WHAT THE TASK REQUIRES -> Reproduce the entries below from the line containing "Where can the person" through the end of the entries, keeping every line and offsetting each point coordinate in the answers by adding 7.

[Dataset items]

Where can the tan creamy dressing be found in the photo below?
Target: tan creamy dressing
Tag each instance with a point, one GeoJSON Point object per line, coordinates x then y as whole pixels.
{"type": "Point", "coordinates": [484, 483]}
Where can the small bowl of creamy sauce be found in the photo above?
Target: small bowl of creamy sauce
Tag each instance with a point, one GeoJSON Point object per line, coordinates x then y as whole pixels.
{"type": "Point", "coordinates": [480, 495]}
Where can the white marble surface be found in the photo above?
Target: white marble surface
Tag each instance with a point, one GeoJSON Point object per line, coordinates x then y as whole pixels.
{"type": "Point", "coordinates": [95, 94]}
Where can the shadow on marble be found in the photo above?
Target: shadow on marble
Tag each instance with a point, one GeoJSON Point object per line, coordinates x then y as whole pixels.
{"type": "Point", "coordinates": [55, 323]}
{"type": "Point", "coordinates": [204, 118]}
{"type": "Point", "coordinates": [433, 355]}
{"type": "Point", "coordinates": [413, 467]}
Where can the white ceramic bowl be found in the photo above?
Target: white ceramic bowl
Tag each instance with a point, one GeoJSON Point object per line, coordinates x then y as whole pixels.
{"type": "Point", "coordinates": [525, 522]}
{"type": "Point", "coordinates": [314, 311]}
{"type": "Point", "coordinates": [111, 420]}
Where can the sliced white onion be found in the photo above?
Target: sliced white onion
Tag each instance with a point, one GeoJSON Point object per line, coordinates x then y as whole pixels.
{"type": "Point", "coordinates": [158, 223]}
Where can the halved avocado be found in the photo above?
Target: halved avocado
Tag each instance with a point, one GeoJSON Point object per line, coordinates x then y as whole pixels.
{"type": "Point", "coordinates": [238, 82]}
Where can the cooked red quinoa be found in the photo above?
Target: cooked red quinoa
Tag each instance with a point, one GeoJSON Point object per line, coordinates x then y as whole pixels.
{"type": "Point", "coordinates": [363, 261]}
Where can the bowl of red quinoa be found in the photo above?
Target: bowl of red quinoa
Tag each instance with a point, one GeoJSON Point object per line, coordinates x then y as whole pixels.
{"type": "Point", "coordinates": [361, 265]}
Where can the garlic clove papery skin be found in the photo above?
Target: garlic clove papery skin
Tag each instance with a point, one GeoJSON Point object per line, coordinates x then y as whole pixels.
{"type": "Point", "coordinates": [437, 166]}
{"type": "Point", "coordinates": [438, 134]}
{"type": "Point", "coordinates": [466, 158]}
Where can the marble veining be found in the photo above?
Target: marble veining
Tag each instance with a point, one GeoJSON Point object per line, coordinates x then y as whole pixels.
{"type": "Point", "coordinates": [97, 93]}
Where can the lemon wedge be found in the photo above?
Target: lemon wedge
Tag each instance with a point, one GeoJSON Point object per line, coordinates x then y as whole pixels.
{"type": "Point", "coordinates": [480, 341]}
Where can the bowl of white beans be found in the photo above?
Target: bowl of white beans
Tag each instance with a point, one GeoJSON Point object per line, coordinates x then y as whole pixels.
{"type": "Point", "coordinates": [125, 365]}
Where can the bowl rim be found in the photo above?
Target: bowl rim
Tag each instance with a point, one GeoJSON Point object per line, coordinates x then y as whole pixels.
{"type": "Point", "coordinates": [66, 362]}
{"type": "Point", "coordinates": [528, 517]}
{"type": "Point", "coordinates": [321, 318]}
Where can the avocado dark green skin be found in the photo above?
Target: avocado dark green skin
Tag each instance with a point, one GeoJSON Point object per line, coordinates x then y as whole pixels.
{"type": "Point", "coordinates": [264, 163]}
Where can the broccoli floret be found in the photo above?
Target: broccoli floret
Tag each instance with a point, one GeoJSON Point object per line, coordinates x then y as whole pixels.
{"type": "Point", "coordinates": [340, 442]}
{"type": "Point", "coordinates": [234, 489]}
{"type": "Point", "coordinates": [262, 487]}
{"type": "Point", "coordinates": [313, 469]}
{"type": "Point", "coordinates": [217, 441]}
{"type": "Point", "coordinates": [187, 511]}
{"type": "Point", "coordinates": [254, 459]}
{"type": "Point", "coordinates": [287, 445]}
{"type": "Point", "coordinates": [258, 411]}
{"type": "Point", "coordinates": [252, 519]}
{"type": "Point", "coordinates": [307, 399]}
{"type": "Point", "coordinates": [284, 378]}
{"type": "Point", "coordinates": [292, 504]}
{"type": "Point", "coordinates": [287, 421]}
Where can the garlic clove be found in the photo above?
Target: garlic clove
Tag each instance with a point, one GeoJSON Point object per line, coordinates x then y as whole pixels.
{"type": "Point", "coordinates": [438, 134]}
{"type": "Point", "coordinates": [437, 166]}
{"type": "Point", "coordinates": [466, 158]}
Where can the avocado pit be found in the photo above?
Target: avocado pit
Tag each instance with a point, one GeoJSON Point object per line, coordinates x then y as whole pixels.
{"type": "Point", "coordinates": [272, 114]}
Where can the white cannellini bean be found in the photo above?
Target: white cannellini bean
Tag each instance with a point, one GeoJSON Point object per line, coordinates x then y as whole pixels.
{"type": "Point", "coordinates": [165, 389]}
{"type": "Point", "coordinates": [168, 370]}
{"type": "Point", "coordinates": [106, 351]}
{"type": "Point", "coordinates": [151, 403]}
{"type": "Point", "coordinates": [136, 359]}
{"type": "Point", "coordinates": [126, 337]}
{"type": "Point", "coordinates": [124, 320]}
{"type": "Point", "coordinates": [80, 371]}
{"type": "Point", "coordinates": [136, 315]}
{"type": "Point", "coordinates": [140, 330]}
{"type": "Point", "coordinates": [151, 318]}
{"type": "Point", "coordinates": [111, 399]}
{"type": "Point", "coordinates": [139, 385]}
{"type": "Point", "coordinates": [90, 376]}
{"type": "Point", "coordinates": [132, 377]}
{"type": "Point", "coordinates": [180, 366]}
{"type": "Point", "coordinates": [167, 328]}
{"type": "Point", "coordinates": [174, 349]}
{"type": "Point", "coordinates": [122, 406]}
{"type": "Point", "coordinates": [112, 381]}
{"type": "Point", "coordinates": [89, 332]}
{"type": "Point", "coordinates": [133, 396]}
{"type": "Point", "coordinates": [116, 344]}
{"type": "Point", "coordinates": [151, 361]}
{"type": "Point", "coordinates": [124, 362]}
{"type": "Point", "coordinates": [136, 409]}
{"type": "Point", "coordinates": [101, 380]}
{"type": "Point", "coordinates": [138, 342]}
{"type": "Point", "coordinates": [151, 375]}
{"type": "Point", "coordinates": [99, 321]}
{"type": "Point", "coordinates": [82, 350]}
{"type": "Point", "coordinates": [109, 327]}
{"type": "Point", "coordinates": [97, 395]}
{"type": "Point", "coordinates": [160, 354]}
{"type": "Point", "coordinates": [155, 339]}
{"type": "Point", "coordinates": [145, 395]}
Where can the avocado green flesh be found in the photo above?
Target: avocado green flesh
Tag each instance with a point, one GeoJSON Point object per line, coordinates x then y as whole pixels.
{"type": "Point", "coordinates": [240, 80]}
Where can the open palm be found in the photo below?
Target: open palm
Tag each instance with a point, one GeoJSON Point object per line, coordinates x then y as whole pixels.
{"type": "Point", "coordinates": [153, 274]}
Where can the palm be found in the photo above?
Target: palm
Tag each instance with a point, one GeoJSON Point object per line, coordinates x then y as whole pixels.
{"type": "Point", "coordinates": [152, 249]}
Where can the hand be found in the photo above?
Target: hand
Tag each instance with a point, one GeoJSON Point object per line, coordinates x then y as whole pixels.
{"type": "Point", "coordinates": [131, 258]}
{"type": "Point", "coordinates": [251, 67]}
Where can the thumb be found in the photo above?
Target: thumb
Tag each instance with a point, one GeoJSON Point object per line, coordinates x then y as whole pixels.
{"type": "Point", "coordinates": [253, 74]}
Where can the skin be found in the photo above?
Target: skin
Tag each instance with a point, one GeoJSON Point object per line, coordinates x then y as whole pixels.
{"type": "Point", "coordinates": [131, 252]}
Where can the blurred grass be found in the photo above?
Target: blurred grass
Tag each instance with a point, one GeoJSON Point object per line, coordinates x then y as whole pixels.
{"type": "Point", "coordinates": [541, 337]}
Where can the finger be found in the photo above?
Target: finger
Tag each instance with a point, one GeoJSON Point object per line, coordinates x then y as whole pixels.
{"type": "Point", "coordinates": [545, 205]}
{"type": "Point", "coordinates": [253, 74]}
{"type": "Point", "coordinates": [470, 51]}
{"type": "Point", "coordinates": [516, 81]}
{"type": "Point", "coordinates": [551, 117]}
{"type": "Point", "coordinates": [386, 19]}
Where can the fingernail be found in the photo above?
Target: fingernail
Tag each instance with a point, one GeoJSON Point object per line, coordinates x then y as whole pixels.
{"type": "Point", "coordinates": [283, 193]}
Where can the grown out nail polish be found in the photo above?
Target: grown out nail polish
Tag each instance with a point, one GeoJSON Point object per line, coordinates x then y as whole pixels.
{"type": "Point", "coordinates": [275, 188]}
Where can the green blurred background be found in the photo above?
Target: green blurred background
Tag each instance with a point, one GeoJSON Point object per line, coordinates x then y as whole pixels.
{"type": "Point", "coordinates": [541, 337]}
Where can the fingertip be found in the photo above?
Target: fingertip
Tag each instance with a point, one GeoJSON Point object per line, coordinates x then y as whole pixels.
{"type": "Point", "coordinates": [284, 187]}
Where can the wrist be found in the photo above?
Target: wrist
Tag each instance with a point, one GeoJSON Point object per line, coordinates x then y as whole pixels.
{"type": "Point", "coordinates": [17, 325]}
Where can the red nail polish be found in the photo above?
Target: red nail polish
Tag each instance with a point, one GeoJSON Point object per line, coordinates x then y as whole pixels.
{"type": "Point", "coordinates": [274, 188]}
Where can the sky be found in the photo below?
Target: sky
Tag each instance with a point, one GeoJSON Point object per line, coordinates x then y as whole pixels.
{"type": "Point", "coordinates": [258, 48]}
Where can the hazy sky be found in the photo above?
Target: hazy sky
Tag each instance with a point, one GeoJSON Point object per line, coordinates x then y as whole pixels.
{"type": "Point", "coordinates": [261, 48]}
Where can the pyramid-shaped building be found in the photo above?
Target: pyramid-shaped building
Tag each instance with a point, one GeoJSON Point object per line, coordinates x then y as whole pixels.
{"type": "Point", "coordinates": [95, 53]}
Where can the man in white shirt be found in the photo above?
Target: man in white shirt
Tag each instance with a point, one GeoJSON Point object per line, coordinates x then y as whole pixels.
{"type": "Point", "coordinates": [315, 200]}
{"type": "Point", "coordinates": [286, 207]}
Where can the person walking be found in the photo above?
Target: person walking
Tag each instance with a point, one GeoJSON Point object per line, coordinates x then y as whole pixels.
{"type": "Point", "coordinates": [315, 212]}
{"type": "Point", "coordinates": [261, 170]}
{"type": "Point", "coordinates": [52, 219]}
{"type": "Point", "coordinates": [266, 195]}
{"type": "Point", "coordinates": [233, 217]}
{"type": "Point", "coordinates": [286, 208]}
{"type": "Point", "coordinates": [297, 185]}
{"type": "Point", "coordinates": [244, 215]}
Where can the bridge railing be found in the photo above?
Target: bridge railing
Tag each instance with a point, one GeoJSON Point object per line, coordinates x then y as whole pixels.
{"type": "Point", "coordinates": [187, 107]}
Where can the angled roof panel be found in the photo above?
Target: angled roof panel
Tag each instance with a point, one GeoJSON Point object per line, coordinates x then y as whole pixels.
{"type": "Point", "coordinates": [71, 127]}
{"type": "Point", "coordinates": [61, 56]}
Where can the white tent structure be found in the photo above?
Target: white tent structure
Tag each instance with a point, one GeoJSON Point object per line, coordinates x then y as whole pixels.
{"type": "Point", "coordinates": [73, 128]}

COMPLETE ANSWER ->
Where can the person walking be found in the photo above?
Target: person walking
Tag each instance with a point, one GeoJSON Point object per line, coordinates x then y as whole pixels.
{"type": "Point", "coordinates": [322, 219]}
{"type": "Point", "coordinates": [268, 177]}
{"type": "Point", "coordinates": [59, 226]}
{"type": "Point", "coordinates": [273, 202]}
{"type": "Point", "coordinates": [240, 224]}
{"type": "Point", "coordinates": [293, 215]}
{"type": "Point", "coordinates": [304, 192]}
{"type": "Point", "coordinates": [251, 222]}
Where can the bridge railing be found in the photo above?
Target: bridge railing
Tag each instance with a point, one GeoJSON Point object per line, coordinates x then y as whole pixels.
{"type": "Point", "coordinates": [194, 114]}
Where can the angled roof panel be found in the photo above?
Target: angled roof panel
Tag each instance with a point, one GeoJSON Point object per line, coordinates x then y as whole pixels.
{"type": "Point", "coordinates": [78, 134]}
{"type": "Point", "coordinates": [68, 63]}
Where can the white tent structure be found in the photo above?
Target: white tent structure
Tag each instance with a point, one GeoJSON Point object per line, coordinates x then y as whole pixels.
{"type": "Point", "coordinates": [80, 135]}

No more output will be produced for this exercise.